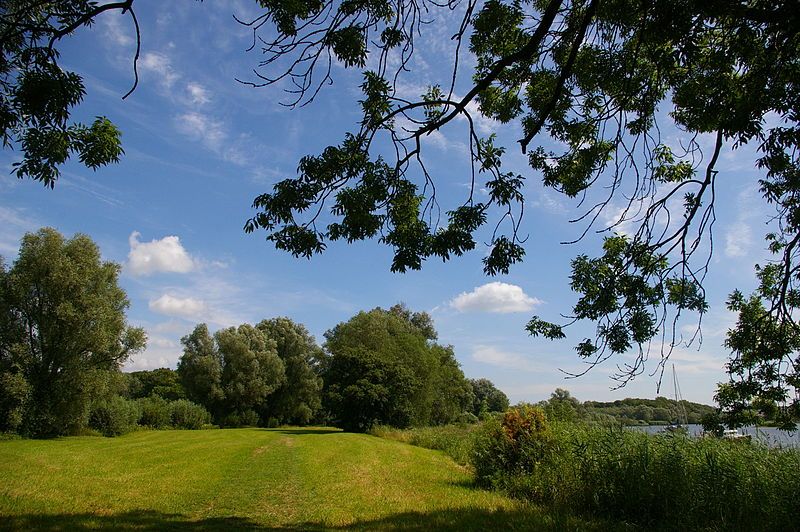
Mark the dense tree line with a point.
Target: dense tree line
(64, 339)
(630, 411)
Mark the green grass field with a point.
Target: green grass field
(247, 479)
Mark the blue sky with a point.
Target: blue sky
(200, 146)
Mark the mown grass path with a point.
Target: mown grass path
(247, 479)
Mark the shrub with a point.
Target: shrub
(155, 412)
(652, 480)
(511, 445)
(188, 415)
(114, 416)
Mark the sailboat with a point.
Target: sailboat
(679, 425)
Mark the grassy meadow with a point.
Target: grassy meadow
(248, 479)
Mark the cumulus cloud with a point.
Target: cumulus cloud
(160, 65)
(182, 307)
(198, 94)
(164, 255)
(504, 359)
(738, 240)
(495, 297)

→ Goal: Return every line of the listing above word for word, and leave the pictures out.

→ Task output:
Mark the dense tree line with a point.
Target: dense tree line
(64, 339)
(630, 411)
Mark the green grass field with a point.
Target: green grass field
(247, 479)
Mark the blue sky with a point.
Target: blue sky
(200, 146)
Mark the mown grass path with a point.
Target: mown grass path
(247, 479)
Mark the shrub with a point.
Target: shrub
(155, 412)
(652, 480)
(511, 445)
(188, 415)
(114, 416)
Mark the sailboat with a point.
Target: sailboat
(679, 425)
Mark the grassy meadow with a point.
Target: grassy meadow
(248, 479)
Mark the cumulus cloud with a point.
Target: cumulus cloud
(160, 65)
(182, 307)
(198, 94)
(164, 255)
(504, 359)
(738, 240)
(495, 297)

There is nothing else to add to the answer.